■ GIVEN DATA
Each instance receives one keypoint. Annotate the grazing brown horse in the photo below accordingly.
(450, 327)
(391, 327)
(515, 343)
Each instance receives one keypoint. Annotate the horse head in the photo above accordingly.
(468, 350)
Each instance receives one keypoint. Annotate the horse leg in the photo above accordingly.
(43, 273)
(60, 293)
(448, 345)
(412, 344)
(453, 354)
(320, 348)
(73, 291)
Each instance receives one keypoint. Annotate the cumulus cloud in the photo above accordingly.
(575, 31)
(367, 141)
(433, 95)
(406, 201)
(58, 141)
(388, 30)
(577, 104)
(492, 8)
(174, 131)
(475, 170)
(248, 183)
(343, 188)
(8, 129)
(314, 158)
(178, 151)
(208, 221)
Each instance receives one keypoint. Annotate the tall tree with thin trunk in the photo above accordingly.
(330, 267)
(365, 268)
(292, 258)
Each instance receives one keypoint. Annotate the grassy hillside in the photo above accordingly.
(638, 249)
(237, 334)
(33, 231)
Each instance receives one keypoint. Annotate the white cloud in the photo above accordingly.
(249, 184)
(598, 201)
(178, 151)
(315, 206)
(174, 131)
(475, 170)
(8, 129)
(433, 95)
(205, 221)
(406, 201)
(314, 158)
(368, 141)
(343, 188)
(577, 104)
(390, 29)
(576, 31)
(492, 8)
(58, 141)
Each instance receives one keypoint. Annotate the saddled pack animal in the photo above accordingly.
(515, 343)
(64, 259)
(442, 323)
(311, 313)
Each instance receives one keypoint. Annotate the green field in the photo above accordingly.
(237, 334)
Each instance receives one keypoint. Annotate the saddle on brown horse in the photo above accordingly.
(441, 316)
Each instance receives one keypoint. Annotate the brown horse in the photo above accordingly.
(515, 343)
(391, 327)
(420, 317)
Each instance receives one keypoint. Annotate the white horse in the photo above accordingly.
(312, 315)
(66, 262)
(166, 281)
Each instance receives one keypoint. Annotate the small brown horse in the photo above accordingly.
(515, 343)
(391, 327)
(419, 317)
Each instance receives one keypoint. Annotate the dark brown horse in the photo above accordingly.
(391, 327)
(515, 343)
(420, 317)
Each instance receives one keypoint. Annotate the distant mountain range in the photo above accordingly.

■ TASK OBJECTIVE
Please copy every one of the records above word for word, keeping each line unchanged.

■ COMPLETED TASK
Each instance receives one keypoint. Annotate the grazing brown horse in the photo below accordingly.
(450, 327)
(391, 327)
(515, 343)
Each instance receives one keypoint. Annotate the horse head in the photo above accordingly.
(468, 350)
Each instance receives one keypoint. Annotate the horse leg in the photo above accordingly.
(43, 273)
(60, 293)
(448, 345)
(412, 344)
(453, 354)
(320, 348)
(73, 291)
Each instance receives one keypoint. Annotate the cumulus cloud in the photo above accordingly.
(575, 31)
(367, 141)
(433, 95)
(406, 201)
(58, 141)
(388, 30)
(577, 104)
(492, 8)
(174, 131)
(475, 170)
(248, 183)
(343, 188)
(8, 129)
(314, 158)
(178, 151)
(208, 221)
Each instance receives one keypoint. Annotate the tall tree with thin trunk in the photo above accordingly.
(330, 267)
(365, 268)
(292, 258)
Each instance receives one keypoint. Annotate the grassy hillside in the photo above accordingly.
(638, 249)
(237, 334)
(33, 231)
Each instance receives one keypoint. Annotate the white cloud in the photo above accordingly.
(249, 184)
(598, 201)
(178, 151)
(315, 206)
(174, 131)
(475, 170)
(8, 129)
(433, 95)
(205, 221)
(406, 201)
(314, 158)
(368, 141)
(343, 188)
(577, 104)
(390, 29)
(576, 31)
(492, 8)
(58, 141)
Each instance receives one keypoint. Annotate the saddled pack animal in the photo above accordingly.
(515, 343)
(64, 259)
(442, 323)
(311, 313)
Each instance receives one keypoint. Annotate the green field in the photo above accordingly.
(237, 334)
Each instance receives one keypoint. Annotate the saddle on brown horse in the photo above accordingly.
(441, 316)
Each instance receives one keypoint. Annotate the brown horse in the photo above accordingly.
(515, 343)
(391, 327)
(420, 317)
Each instance receives one keypoint. Annotate the white horse in the photo above accordingly.
(312, 315)
(66, 262)
(166, 281)
Each instance receives one keypoint. Annotate the small brown horse in the photo above accordingly.
(515, 343)
(391, 327)
(419, 317)
Each instance receives one keypoint. Annotate the dark brown horse in the photo above accordingly.
(391, 327)
(515, 343)
(420, 317)
Each instance receives one keypoint. Annotate the distant mountain range in the photo above accordingly.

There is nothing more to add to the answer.